◆ Exercise:
Can you recast the stretch of items below that opens with the line containing "Pin the black high" and closes with the line containing "Pin the man's" as a JSON list of strings, one string per line and no blank lines?

◆ Input:
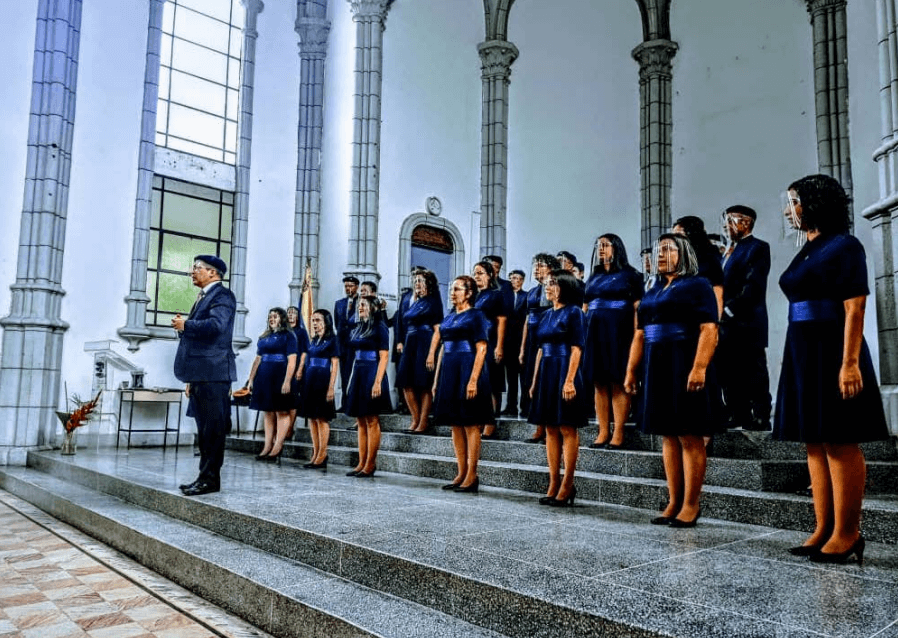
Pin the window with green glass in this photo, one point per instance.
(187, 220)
--
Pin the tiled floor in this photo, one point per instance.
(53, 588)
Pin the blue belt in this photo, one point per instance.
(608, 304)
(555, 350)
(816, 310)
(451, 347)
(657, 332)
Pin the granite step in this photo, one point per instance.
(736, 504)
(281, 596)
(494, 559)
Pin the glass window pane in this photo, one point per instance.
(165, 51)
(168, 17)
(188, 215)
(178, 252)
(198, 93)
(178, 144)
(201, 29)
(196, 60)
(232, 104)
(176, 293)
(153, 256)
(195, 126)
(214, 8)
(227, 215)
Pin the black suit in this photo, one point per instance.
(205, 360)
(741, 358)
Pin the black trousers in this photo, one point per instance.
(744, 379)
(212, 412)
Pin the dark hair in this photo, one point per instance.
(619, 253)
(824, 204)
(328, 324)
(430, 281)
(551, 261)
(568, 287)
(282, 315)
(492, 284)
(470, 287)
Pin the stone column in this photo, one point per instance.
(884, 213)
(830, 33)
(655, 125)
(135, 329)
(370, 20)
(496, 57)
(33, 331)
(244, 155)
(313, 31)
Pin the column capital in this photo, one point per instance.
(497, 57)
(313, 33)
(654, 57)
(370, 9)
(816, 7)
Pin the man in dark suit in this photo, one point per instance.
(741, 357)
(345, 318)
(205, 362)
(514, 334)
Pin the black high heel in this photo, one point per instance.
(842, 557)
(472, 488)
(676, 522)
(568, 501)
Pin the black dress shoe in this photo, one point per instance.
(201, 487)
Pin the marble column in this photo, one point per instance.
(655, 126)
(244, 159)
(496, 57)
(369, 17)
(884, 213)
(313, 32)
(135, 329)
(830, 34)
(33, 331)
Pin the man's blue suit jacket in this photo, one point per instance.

◆ Response:
[
  "Pin the black high heel in this photo, one point per instance.",
  "(842, 557)",
  "(472, 488)",
  "(676, 522)",
  "(568, 501)",
  "Pin the black dress shoe in this photo, one point per instance.",
  "(201, 487)",
  "Pin the marble column in this photo, one point per instance.",
  "(655, 126)",
  "(244, 159)",
  "(496, 57)",
  "(369, 17)",
  "(884, 213)",
  "(313, 32)",
  "(135, 329)",
  "(830, 34)",
  "(33, 331)",
  "Pin the man's blue suit jacket in this photo, one point per instance."
]